• [Given passage]:
BEGIN
Book Review: The Brightness of Stars, Stories from Care Experienced Adults to Inspire Change

Jul 2023

Written by Glenys Bristow

Care Home Flickering’s                                                                                                                                                      
Searching
For unconditional love,
Away from horrors
Of night time wanderings;
Boys and girls looking
for comfort in
all the wrong places.

Pushing,
Fighting a slow death,
One mosaic piece at a
Time, wide eyed wondering
If someone would pick
Them to return home.

Waiting,
A pointless game, the
Years formed walls
Cemented by the carelessness
Of society’s
Throw away remarks.
You turned out alright considering . . .

– Chrissy Kelly – as cited in Cherry 2022

Poem reproduced with kind permission from Chrissy Kelly www.fabulousthinking.com

About the Author

Lisa Cherry is an author and a leading international trainer and consultant, specialising in assisting those in Education, Social Care and Adoption and Fostering to understand trauma, recovery and resilience for vulnerable children, young people and their families. Lisa has nearly 30 years of experience in this field and combines academic knowledge and research with professional skills and personal experience.
END
• [Required action 1]: According to the book review, how many years of experience does Lisa Cherry have in her field?
• [Required action 2]: Please output the book review text from "Lisa Cherry is" to "and personal experience.".

Segmentation mask data:
BEGIN
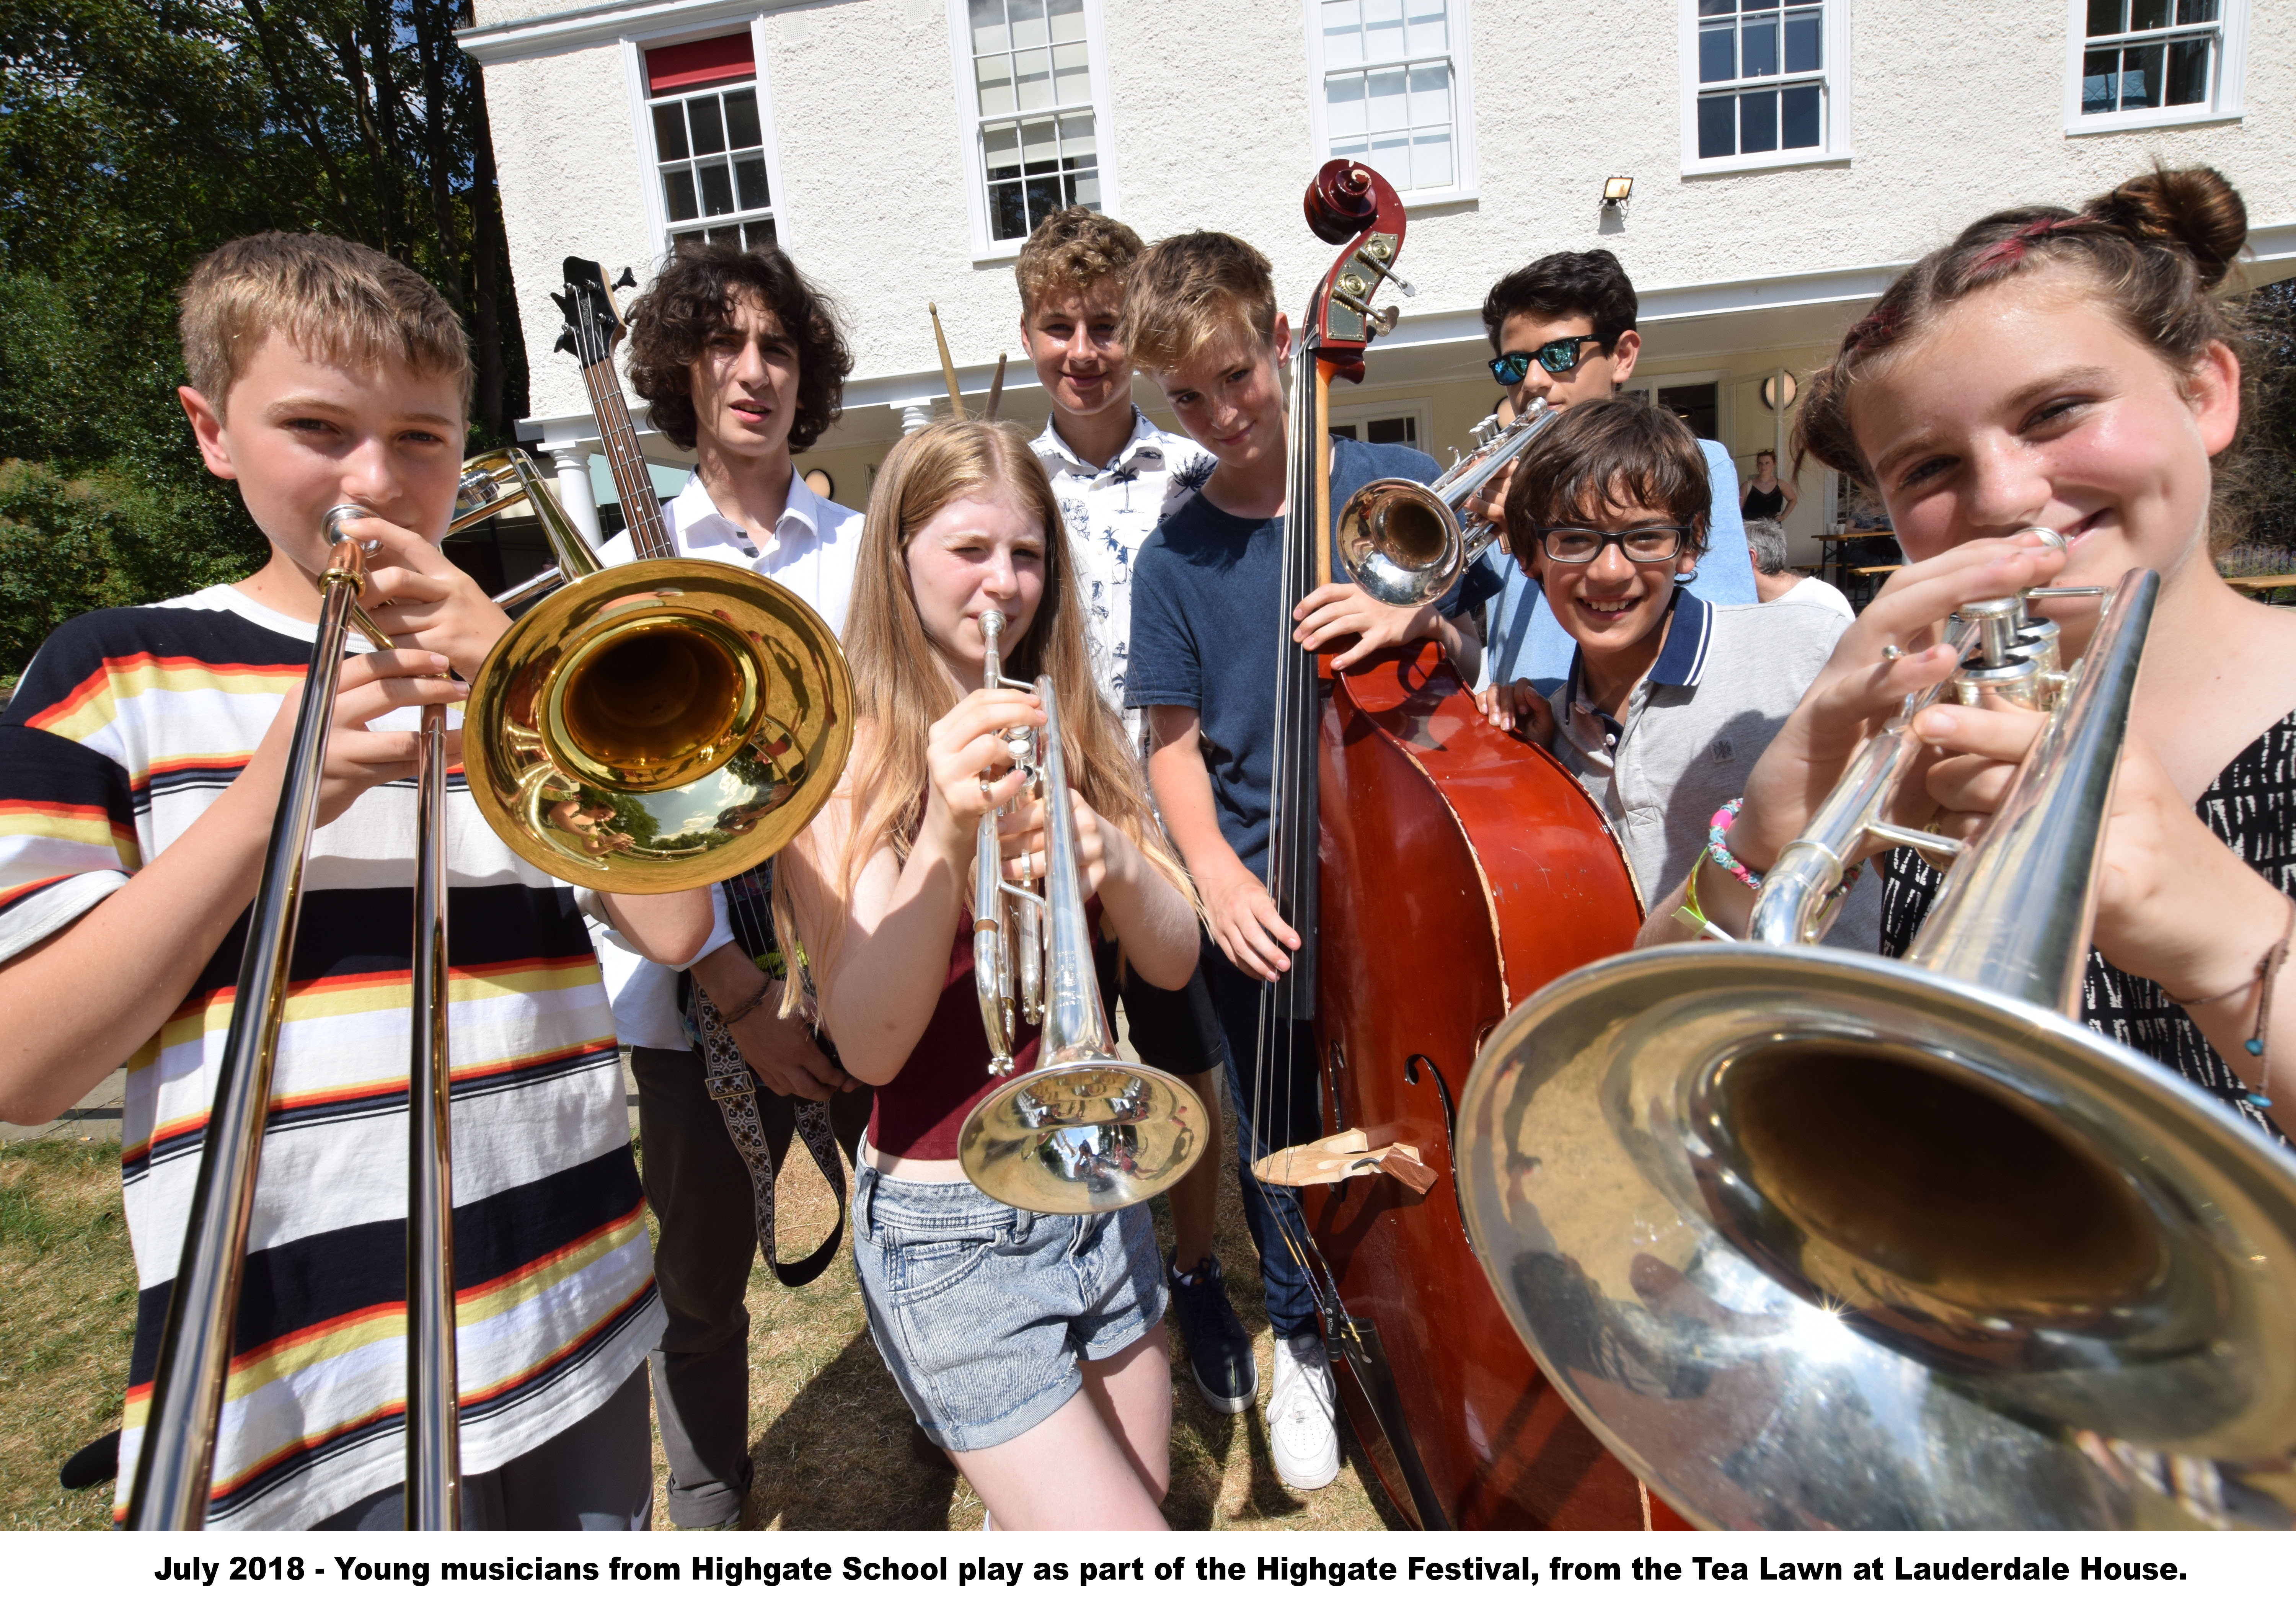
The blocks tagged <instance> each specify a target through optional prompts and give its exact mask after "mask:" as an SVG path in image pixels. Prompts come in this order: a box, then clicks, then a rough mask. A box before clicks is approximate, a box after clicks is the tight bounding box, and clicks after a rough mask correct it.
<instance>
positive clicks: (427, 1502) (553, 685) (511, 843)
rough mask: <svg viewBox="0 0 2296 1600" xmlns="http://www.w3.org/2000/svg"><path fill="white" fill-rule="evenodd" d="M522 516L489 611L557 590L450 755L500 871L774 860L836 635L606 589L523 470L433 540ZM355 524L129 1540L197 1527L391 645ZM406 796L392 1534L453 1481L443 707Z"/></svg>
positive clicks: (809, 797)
END
BEGIN
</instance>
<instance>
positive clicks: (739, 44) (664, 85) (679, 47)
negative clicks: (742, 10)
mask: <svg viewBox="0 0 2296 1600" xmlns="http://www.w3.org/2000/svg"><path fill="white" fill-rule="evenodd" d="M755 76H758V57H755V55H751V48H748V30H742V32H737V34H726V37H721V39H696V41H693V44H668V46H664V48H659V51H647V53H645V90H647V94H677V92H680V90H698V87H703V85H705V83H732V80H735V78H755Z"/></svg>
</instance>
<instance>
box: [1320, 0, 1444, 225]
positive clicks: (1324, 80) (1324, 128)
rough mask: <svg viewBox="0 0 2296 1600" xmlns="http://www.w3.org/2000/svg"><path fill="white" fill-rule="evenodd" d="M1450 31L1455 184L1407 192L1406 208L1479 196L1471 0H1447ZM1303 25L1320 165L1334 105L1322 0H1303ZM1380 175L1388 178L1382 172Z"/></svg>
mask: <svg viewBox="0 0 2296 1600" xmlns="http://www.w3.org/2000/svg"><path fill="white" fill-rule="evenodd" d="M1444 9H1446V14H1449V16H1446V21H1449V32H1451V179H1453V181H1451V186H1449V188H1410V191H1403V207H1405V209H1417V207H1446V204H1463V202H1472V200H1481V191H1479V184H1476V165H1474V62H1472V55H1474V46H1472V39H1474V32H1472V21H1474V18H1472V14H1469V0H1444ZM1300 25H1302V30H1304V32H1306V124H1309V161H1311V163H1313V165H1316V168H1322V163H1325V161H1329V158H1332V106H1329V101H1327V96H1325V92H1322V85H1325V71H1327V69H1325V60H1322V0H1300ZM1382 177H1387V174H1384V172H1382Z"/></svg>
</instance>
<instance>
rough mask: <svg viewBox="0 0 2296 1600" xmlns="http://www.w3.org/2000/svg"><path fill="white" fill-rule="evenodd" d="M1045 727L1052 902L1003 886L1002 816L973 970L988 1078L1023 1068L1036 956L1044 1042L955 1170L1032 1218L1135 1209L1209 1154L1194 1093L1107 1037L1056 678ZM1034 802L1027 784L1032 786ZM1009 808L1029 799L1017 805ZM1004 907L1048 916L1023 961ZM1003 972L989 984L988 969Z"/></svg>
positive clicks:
END
BEGIN
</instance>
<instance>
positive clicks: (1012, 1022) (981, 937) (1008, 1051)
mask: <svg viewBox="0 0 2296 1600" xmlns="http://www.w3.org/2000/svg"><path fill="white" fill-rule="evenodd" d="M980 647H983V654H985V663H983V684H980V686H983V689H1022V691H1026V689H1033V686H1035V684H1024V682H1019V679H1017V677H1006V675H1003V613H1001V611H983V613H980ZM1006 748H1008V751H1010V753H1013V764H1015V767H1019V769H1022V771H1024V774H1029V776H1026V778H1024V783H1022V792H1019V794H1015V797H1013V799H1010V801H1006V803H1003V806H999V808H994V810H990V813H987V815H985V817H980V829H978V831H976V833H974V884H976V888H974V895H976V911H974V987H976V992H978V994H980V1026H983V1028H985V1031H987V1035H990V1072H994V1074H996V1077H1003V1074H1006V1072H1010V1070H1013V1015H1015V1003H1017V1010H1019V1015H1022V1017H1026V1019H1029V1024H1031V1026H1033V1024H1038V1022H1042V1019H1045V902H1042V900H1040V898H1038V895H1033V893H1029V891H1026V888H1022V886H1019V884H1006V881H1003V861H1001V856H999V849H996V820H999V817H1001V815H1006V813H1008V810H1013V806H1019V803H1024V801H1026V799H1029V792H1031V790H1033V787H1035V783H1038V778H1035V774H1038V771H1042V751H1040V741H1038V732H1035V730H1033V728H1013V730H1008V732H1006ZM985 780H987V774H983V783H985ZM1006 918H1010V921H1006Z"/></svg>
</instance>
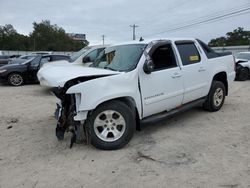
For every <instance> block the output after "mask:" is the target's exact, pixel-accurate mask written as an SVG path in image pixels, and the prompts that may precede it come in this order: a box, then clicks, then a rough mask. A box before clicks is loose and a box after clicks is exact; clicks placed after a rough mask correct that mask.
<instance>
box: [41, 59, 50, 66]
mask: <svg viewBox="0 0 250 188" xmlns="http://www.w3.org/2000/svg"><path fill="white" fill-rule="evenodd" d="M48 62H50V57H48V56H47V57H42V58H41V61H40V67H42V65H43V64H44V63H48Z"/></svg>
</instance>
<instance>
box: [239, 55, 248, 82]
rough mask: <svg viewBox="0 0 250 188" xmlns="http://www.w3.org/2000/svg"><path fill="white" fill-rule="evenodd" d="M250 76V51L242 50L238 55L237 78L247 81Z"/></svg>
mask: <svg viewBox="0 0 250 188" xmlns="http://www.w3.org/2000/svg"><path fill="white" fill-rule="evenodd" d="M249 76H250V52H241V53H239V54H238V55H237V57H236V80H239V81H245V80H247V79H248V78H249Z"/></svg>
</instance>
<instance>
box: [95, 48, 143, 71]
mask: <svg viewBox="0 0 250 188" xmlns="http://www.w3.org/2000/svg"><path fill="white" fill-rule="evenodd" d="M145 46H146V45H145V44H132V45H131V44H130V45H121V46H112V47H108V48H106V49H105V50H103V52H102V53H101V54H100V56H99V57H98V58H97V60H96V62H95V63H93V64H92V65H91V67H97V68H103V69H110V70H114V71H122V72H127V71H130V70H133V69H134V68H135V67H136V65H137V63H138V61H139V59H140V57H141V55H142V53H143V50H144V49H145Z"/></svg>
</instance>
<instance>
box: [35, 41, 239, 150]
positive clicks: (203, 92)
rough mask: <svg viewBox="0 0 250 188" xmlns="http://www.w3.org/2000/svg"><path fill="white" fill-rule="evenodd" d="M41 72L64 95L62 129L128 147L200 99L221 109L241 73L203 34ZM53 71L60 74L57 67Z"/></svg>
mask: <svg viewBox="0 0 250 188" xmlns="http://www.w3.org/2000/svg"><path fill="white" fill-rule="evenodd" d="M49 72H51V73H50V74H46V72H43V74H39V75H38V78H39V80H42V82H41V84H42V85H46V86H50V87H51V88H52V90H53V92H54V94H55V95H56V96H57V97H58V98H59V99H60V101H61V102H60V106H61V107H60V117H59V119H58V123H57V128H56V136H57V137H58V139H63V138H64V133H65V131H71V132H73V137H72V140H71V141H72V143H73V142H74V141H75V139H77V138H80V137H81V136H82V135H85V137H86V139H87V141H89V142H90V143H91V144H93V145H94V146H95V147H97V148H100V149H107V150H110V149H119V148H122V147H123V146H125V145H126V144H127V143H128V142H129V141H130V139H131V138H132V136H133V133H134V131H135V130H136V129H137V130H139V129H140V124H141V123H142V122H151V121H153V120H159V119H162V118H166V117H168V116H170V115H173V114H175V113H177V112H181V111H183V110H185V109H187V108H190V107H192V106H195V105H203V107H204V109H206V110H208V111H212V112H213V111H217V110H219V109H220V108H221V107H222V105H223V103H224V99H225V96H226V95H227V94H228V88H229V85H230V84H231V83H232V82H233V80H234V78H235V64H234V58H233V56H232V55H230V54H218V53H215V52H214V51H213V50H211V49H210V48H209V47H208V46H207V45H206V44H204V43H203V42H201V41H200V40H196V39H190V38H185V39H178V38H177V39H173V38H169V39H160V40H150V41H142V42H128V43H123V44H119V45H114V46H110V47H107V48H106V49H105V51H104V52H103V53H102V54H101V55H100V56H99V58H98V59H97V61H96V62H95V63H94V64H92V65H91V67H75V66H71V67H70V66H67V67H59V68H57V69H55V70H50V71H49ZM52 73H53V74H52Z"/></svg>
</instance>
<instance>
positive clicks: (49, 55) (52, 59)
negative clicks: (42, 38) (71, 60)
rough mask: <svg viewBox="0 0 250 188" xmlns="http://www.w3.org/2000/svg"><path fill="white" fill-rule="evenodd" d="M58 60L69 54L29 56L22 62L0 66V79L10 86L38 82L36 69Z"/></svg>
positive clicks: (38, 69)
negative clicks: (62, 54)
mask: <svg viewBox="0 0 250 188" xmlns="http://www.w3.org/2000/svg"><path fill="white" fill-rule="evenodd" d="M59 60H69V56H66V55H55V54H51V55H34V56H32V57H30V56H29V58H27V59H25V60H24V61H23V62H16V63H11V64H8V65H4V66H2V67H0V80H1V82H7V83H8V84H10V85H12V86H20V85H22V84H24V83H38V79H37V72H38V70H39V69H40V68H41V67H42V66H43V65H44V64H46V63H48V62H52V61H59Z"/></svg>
END
• [Task result 1]: Nearly 30 years.

• [Task result 2]:
Lisa Cherry is an author and a leading international trainer and consultant, specialising in assisting those in Education, Social Care and Adoption and Fostering to understand trauma, recovery and resilience for vulnerable children, young people and their families. Lisa has nearly 30 years of experience in this field and combines academic knowledge and research with professional skills and personal experience.